Uffici ammazzati dallo smart working? Non proprio. Non dappertutto. Il mercato immobiliare di Milano e Roma risponde alla crisi Covid raddoppiando. Nelle due maggiori città non si assiste a un rallentamento degli investimenti sul real estate destinato a uffici. Nonostante i dati raccolti durante la pandemia da operatori specializzati nel settore parlino di scenari a medio termine in cui il lavoro da remoto in Italia crescerà dall’attuale livello stimato del 5% fino al 30-40% (il doppio della media europea del 17%). E di una riduzione degli spazi fisici in termini di metri quadrati con una forbice fra il 5-30%. Diversa la situazione per la provincia – meno studiata dagli analisti – che rischia di pagare dazio due volte: con i piccoli studi (avvocati, commercialisti, architetti etc) in crisi sui canoni di locazione e le prime grandi multinazionali che spostano le loro sedi nelle grandi città meglio interconnesse a livello fisico e digitale. Un esempio? Novartis a Milano. La multinazionale farmaceutica ha firmato proprio nel pieno della pandemia un contratto di locazione per trasferirsi nel nuovo distretto ED.G.E. – Edifici Garibaldi Executive -, destinato ad uso uffici, spostando da Origgio oltre 700 dipendenti. Una doppia scommessa immobiliare per gli svizzeri: a Garibaldi la sede amministrativa e sull’area Mind, nei terreni ex Expo, dove trasferirà invece ricerca e sviluppo.
“Le sedi centrali non potranno scomparire” dice al fattoquotidiano.it Massimo Roj, architetto e amministratore delegato di Progetto CMR, tra i massimi esperti del settore progettazione uffici a Milano come all’estero (Cina in particolare). Il motivo? “Sono dei simboli prima ancora che degli edifici, sono l’elemento di catalizzazione e inclusione. Mentre sul territorio ci sarà bisogno della connessione visto che l’home working ha mostrato, per ora, tutti i suoi limiti”. Edo perché “non si sta cogliendo un rallentamento degli investimenti, in particolare per quanto riguarda gli investitori internazionali”. Nessuna cancellazione, al massimo una “dilatazione dei tempi”.

Provi Lei:
Porti avanti l'articolo sugli investimenti immobiliari negli uffici di Milano e Roma, ripartendo subito dopo la sua ultima frase.

Estratti di dati:
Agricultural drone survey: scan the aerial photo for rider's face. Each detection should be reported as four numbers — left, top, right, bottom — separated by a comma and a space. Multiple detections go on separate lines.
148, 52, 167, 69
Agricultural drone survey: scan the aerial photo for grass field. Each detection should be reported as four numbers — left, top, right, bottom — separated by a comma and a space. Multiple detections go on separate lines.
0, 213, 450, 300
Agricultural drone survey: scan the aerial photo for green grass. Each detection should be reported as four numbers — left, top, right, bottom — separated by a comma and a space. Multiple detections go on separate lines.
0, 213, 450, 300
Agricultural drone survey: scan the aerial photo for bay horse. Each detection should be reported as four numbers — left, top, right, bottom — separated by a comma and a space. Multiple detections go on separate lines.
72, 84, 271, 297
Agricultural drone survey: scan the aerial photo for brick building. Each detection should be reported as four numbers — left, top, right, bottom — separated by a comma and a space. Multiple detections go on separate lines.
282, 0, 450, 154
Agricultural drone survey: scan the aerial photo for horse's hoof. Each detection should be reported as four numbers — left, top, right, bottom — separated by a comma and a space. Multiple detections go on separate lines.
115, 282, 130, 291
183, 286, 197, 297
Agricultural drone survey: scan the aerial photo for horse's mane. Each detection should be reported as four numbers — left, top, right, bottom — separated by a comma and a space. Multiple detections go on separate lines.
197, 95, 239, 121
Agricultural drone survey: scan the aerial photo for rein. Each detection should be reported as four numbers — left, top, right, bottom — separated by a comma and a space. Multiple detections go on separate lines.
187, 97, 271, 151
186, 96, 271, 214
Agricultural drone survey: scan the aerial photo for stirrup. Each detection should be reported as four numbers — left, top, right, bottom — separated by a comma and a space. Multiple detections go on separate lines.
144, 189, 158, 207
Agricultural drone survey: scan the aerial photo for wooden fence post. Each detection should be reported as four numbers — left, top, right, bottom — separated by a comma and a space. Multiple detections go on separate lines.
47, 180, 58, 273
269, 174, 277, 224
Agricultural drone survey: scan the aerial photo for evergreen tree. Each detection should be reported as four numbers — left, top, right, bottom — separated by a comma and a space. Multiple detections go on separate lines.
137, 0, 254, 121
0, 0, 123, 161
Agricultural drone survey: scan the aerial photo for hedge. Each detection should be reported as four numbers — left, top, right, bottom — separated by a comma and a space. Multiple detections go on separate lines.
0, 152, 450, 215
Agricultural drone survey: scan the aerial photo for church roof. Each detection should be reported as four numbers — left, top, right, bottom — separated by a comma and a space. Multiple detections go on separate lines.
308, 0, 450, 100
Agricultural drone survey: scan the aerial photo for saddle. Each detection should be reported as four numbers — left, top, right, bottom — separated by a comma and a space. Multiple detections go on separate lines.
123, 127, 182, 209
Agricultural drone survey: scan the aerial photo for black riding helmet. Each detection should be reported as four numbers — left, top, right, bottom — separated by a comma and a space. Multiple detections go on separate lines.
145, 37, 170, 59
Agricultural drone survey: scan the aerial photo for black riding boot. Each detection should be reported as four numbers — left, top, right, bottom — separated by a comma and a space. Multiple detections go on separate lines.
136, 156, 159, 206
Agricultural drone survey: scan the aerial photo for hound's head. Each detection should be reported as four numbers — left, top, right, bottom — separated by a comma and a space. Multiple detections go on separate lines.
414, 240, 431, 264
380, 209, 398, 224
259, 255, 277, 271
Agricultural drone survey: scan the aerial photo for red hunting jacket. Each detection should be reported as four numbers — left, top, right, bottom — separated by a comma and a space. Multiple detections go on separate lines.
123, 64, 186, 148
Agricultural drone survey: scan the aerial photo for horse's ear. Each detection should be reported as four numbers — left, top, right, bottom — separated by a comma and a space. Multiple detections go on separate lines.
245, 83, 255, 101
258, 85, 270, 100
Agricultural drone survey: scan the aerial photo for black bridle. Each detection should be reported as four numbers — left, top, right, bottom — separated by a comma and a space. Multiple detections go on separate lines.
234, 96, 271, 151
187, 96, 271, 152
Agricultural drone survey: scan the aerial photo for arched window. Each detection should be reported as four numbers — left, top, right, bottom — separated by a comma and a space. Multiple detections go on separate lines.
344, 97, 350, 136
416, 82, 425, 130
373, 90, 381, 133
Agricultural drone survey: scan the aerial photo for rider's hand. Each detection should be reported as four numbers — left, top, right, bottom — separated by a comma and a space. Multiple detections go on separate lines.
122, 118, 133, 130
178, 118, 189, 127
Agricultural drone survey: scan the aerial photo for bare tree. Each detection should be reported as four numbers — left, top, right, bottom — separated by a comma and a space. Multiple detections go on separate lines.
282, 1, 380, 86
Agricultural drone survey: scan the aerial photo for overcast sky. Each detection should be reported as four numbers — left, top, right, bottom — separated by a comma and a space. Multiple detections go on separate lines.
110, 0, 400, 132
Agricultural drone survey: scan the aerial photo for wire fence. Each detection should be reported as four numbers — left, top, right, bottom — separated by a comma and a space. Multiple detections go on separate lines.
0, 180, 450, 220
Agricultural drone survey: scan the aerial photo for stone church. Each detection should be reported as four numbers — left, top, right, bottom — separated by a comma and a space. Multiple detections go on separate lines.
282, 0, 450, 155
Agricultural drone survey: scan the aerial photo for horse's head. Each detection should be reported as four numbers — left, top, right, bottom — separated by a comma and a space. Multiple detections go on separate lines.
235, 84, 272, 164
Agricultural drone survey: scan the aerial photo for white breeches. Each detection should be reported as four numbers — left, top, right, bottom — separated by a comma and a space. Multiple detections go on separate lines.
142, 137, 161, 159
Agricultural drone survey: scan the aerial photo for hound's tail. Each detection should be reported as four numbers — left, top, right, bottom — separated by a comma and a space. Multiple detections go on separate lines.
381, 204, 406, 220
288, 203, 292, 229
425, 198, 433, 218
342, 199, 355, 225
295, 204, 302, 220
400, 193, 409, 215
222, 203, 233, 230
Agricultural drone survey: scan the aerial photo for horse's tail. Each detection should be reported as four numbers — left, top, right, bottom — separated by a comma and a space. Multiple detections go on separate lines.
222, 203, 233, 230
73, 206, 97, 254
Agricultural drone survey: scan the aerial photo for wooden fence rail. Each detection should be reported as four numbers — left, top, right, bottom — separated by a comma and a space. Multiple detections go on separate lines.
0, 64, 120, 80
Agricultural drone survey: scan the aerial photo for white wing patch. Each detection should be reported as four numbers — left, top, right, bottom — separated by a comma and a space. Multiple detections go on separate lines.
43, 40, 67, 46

Risposta all'esercizio:
I numeri – Secondo il gruppo Coima, la creatura del principale immobiliarista milanese, Manfredi Catella, che gestisce sei miliardi di immobili attraverso oltre venti fondi per milioni di metri quadrati destinati a uffici per oltre l’80% per lo più in locazione, è vero che ci saranno profondi cambiamenti. Il report “Il futuro degli uffici” pubblicato a ottobre 2020 parla di crescita del lavoro da remoto fino al 40% e la riduzione degli spazi del 5-10% “attraverso un’adozione medio-bassa del lavoro remoto” o “di circa il 10-30% attraverso un’adozione elevata del lavoro remoto”. Ma per usare il loro slogan i conduttori preferiranno “la qualità rispetto alla quantità”. Vedremo un mondo spaccato in due sulla base di parametri qualitativi e organizzativi dei nuovi uffici. “La domanda sarà impattata dall’innalzamento degli standard attesi qualitativi in termini di sicurezza, benessere e contenuto tecnologico contrapposti alla qualità dello stock attuale” dice a ilfattoquotidiano.it Luca Villani, head of corporate solution di JLL, società di consulenza immobiliare specializzata. Tradotto: muore chi non cambia su alcuni aspetti a partire da spazi, energia e mobilità. Il futuro? I consulenti dei JLL parlano di approccio “headquarter e uffici satellite” o “Hubs&Clubs”. Cos’è? Sedi centrali delle aziende (o perché no, del pubblico) di rappresentanza dove ci si reca una o due volte a settimana e poi una serie di mini-hub a destinazioni varie lungo le direttrici dei pendolari per lavoro, anche all’interno della stessa metropoli o hinterland. Ci sta lavorando proprio l’architetto Massimo Roj per conto di un cliente.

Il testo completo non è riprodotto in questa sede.